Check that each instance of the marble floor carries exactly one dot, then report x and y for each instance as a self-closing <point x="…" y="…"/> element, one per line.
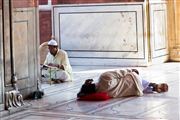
<point x="60" y="103"/>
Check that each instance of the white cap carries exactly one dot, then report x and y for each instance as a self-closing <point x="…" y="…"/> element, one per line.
<point x="52" y="42"/>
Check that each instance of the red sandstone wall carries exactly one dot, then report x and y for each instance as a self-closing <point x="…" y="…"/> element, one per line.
<point x="24" y="3"/>
<point x="90" y="1"/>
<point x="0" y="4"/>
<point x="45" y="26"/>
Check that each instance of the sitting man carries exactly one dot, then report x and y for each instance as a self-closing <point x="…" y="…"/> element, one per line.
<point x="121" y="83"/>
<point x="57" y="61"/>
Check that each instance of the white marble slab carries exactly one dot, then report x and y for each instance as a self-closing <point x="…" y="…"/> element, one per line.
<point x="158" y="23"/>
<point x="101" y="31"/>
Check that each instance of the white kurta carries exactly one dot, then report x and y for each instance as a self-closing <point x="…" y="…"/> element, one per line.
<point x="61" y="58"/>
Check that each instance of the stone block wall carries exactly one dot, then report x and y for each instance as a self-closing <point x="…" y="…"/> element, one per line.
<point x="45" y="25"/>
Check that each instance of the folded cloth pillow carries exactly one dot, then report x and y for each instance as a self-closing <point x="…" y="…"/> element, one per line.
<point x="99" y="96"/>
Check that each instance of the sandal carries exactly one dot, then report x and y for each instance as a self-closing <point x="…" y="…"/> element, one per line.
<point x="162" y="87"/>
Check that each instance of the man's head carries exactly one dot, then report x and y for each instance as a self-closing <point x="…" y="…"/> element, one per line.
<point x="53" y="47"/>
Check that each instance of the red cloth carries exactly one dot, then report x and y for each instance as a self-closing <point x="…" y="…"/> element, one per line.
<point x="99" y="96"/>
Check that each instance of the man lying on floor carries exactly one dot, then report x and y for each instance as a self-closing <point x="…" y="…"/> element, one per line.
<point x="119" y="83"/>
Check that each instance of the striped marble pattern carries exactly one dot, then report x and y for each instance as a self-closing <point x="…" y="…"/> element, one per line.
<point x="59" y="102"/>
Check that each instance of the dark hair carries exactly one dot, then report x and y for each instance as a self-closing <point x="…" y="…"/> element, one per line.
<point x="87" y="88"/>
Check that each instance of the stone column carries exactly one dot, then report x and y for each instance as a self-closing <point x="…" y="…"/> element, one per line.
<point x="174" y="29"/>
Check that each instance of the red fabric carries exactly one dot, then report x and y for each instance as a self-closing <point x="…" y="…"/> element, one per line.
<point x="99" y="96"/>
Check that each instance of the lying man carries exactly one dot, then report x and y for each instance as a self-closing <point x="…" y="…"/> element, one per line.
<point x="121" y="83"/>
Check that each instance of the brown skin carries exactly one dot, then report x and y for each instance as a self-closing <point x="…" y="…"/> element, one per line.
<point x="53" y="50"/>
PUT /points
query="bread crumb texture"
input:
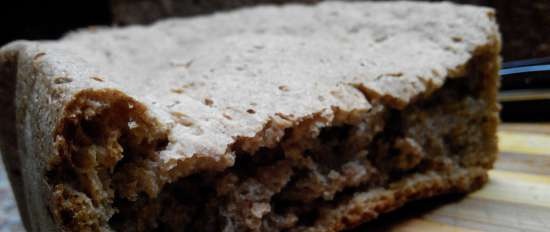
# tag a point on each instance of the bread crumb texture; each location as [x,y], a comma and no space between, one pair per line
[293,118]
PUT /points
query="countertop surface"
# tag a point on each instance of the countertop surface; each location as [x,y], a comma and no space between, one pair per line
[517,197]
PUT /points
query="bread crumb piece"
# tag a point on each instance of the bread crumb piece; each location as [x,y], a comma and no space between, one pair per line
[283,88]
[97,79]
[208,101]
[62,80]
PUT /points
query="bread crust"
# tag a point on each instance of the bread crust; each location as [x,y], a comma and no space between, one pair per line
[212,85]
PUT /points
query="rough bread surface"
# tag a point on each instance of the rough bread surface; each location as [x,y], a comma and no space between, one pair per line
[188,96]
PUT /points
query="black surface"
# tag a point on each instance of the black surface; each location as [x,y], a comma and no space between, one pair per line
[49,19]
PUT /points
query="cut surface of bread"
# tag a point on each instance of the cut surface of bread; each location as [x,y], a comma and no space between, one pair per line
[293,118]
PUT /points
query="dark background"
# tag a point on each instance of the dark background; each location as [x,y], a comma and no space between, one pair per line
[50,19]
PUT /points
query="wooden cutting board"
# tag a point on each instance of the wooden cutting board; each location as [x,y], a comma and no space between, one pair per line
[517,197]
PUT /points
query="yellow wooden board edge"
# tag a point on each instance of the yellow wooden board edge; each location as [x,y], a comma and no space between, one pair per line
[527,143]
[425,225]
[516,187]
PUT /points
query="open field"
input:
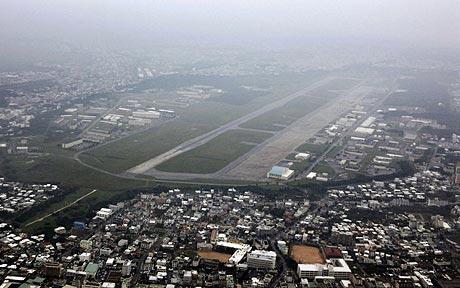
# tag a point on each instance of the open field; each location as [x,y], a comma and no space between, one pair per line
[311,148]
[287,140]
[202,139]
[210,255]
[302,254]
[215,154]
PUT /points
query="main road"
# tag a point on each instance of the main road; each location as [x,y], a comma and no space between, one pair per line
[203,139]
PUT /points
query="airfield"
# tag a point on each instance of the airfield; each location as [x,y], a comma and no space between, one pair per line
[248,146]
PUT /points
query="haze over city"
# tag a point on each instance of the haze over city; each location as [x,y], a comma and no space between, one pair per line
[229,143]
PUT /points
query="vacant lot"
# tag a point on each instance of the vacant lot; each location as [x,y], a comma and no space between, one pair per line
[302,254]
[128,152]
[316,149]
[210,255]
[215,154]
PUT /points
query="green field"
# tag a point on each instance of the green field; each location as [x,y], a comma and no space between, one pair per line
[316,149]
[195,120]
[131,151]
[216,154]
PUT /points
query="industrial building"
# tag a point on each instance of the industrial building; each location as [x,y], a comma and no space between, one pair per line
[261,259]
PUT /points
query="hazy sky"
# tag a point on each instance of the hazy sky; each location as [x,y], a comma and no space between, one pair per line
[255,22]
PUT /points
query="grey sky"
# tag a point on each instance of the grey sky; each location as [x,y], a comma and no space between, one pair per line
[287,22]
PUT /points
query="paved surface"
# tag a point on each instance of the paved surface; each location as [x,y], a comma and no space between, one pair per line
[348,133]
[257,164]
[202,139]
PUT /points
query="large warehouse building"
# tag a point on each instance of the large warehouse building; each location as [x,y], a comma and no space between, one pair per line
[279,172]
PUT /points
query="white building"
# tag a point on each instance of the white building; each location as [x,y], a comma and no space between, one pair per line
[261,259]
[302,156]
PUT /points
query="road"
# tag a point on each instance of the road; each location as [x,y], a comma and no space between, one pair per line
[202,139]
[376,106]
[61,209]
[99,119]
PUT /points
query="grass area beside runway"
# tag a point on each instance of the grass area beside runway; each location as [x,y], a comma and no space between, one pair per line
[278,119]
[215,154]
[131,151]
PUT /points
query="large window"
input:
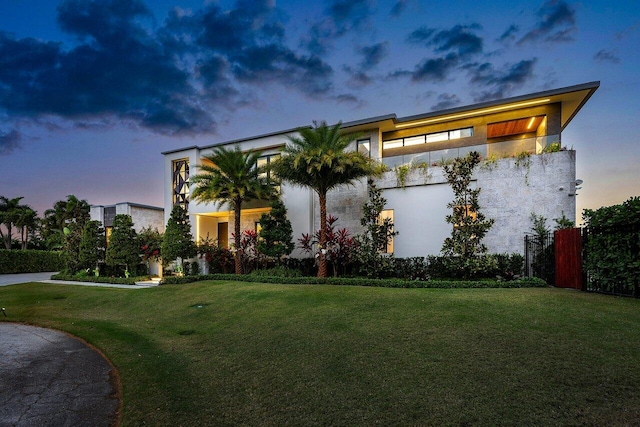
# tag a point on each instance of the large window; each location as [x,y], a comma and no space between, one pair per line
[387,214]
[181,183]
[428,138]
[265,161]
[364,147]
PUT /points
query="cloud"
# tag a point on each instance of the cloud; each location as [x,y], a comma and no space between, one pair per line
[170,78]
[348,99]
[340,17]
[621,35]
[9,142]
[435,69]
[360,77]
[459,39]
[509,35]
[398,7]
[556,23]
[357,78]
[607,56]
[500,83]
[446,101]
[374,54]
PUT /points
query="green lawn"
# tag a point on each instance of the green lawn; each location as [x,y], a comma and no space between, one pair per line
[232,353]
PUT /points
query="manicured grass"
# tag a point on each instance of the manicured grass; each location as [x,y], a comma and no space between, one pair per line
[233,353]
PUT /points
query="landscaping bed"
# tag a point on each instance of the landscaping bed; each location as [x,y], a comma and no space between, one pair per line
[238,353]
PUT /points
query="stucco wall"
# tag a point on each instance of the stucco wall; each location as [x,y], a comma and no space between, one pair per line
[510,193]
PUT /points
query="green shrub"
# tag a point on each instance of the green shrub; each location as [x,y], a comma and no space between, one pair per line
[83,277]
[30,261]
[528,282]
[613,245]
[195,268]
[502,266]
[415,268]
[278,271]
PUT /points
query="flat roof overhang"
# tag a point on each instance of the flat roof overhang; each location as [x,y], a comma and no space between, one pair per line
[572,98]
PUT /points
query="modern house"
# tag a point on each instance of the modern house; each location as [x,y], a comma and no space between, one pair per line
[525,170]
[143,216]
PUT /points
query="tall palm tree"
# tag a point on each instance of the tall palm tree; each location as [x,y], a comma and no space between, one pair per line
[10,210]
[64,213]
[233,177]
[318,159]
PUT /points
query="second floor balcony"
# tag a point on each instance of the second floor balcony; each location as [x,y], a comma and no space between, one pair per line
[489,150]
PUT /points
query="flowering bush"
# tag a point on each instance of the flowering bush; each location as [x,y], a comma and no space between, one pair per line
[340,246]
[219,259]
[247,245]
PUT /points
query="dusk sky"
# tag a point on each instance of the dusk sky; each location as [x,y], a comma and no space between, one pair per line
[91,92]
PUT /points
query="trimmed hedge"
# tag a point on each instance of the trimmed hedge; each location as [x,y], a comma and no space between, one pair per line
[99,279]
[527,282]
[30,261]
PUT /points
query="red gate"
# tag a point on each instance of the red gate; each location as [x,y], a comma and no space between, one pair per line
[568,254]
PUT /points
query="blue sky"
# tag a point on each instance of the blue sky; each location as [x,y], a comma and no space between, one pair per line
[91,92]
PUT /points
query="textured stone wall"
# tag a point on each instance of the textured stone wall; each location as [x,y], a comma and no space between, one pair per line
[144,218]
[511,191]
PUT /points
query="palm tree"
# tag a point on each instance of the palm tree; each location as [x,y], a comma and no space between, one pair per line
[233,177]
[10,210]
[64,214]
[318,159]
[27,219]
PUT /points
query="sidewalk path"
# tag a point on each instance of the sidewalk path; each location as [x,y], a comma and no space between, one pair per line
[14,279]
[50,378]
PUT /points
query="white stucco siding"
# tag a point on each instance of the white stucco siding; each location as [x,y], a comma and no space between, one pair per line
[419,218]
[510,193]
[147,218]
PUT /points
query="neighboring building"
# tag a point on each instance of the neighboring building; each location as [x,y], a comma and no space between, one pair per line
[519,175]
[143,216]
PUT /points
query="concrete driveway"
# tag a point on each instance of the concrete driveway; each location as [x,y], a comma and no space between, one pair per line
[50,378]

# GOAL
Return each line of the material that contains the word "grey", treating uppercase and lowercase letters as distinct.

# COMPLETED EXERCISE
query="grey sky"
# tag a point on each instance of the grey sky; each location as [x,y], a comma and no space between, one pair per line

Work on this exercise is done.